Requirement: All entries below are to be written out again exactly, but no picture is to be copied.

Referring expression data
::::::::
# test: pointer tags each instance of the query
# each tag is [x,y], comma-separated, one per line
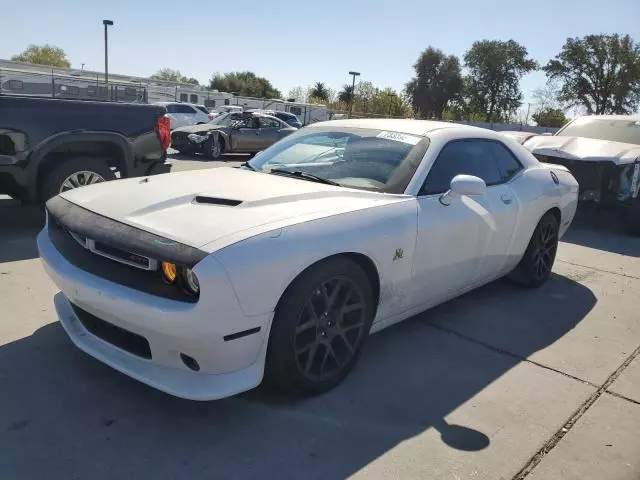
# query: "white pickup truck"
[603,154]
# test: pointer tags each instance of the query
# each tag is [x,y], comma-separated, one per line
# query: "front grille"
[179,138]
[117,336]
[147,281]
[123,256]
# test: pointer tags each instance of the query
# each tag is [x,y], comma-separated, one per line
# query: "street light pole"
[353,91]
[106,23]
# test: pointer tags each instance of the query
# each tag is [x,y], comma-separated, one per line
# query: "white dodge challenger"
[201,283]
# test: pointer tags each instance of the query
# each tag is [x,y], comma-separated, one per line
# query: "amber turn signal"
[169,271]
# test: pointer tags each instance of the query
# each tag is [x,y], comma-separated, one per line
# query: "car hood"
[210,209]
[205,127]
[583,149]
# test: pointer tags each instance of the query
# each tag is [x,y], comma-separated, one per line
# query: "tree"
[43,55]
[599,72]
[244,83]
[298,94]
[437,81]
[550,117]
[319,91]
[495,68]
[169,75]
[547,96]
[344,95]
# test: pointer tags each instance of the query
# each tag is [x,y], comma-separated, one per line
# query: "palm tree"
[320,91]
[345,94]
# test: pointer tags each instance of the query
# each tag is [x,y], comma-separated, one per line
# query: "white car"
[185,114]
[603,153]
[198,283]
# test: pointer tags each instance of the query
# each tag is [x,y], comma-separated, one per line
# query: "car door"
[244,137]
[462,242]
[189,113]
[269,132]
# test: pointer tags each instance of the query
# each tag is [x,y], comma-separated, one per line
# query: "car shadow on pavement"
[65,415]
[19,226]
[602,230]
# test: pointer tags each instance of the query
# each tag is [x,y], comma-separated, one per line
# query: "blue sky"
[299,42]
::::::::
Output of the task:
# test: pointer tags each instance of the query
# each tag is [x,y], comma-separated, one per line
# query: "white pickup truck"
[603,154]
# test: pointer tags each instance of the query
# each tag is [x,y], comma-separated, one per line
# query: "front grille"
[179,138]
[117,336]
[147,281]
[123,256]
# test: pointer tags each instance of the query
# each tag is [x,y], comma-separated, one per line
# query: "street light pole"
[353,91]
[106,23]
# test: pointer tags each instance of the query
# each tag is [x,y], comma-separated, one per line
# query: "white dodge challenger"
[201,283]
# test: pointer tags each instance of the query
# each tag is [x,y], comma-separated, one per line
# query: "amber turn signal"
[169,271]
# test: pointer tags each instance of the query
# each tag is [x,y], comma-separated, one per line
# query: "car hood"
[210,209]
[205,127]
[583,149]
# test: pointer tags each instance of the query
# each tag is [x,y], comma-separated, one per line
# query: "tree"
[43,55]
[599,72]
[244,83]
[298,94]
[437,81]
[550,117]
[319,91]
[495,68]
[169,75]
[547,96]
[344,95]
# test: pointer tags each instance of the query
# each tag is [x,y], comma-separated, one per line
# query: "palm tree"
[320,91]
[345,94]
# test: pointer tags each instance of the query
# each tag is [x,y], comma-separated, one per line
# query: "white car"
[185,114]
[603,153]
[198,283]
# test: pointer tags each instance of the query
# each tag is [x,y], comma-separated, one per line
# query: "car door"
[244,137]
[462,242]
[189,113]
[269,132]
# test: pointer tags each instance of the query
# each tag is [x,y], comma-separated, one per line
# query: "car shadow on pavement"
[65,415]
[19,226]
[602,230]
# test: pointer tags each instance of the query
# each tag is [x,y], comma-separated, one per line
# query: "blue sky"
[299,42]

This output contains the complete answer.